[Extracted data entries]
---*---

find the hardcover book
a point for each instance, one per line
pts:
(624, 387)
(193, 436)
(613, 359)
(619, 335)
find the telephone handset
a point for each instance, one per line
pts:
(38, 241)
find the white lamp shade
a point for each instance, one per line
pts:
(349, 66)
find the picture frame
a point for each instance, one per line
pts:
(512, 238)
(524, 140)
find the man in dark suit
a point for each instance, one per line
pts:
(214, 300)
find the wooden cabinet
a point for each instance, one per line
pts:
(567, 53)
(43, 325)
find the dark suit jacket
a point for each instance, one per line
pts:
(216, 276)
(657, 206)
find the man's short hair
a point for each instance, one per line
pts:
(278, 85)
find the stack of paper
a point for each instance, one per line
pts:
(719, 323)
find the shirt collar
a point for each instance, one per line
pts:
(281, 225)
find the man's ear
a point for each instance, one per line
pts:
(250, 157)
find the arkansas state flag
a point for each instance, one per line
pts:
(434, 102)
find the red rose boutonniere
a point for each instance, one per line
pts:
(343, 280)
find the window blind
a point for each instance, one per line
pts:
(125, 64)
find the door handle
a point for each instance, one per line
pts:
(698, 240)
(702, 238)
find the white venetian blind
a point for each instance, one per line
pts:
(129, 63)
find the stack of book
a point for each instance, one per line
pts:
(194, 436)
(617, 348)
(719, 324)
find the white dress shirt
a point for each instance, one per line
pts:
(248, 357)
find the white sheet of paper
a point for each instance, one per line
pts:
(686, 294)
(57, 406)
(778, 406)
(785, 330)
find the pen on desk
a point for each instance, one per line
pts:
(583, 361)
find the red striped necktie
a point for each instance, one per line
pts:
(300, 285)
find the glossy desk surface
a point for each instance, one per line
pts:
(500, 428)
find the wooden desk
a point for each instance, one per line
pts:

---*---

What needs duplicating is the run of lines from the one containing "find the telephone handset" through the last line of the entries above, exact and complete.

find the telephone handset
a point for each instance, one per line
pts:
(38, 241)
find the white lamp shade
a point for each instance, one per line
pts:
(349, 66)
find the picture frame
a point for each instance, one per line
pts:
(512, 238)
(524, 140)
find the man in dark suit
a point for each instance, one per line
pts:
(214, 300)
find the wooden cabinet
a point for each instance, one per line
pts:
(567, 53)
(43, 325)
find the dark suit jacket
a point for each instance, one per line
pts:
(216, 276)
(657, 206)
find the man's short hair
a point for each instance, one per line
pts:
(278, 85)
find the stack of paper
a point for each instance, one per line
pts:
(719, 323)
find the shirt collar
a point for each instance, one per line
pts:
(281, 225)
find the man's ear
a point for each instance, one per line
pts:
(250, 157)
find the arkansas state flag
a point for each instance, one per line
pts:
(434, 102)
find the red rose boutonniere
a point for each instance, one per line
pts:
(343, 280)
find the window blind
a point for each instance, one per line
pts:
(125, 64)
find the door handle
a point for each instance, one per line
pts:
(698, 240)
(702, 238)
find the white venetian blind
a point for each instance, one per line
pts:
(129, 63)
find the stack of book
a point for each instance, one per line
pts:
(194, 436)
(617, 348)
(719, 324)
find the white dress shirt
a point for each instance, one per line
pts:
(248, 357)
find the white sheet of paper
a point for each instance, one per line
pts:
(686, 294)
(57, 406)
(778, 406)
(785, 330)
find the pen on desk
a point for each instance, one per line
pts:
(583, 361)
find the red striped necktie
a point for each instance, one per line
pts:
(300, 285)
find the glossy desk surface
a point for each instance, one per line
pts:
(500, 428)
find the wooden desk
a point for each instance, one per line
pts:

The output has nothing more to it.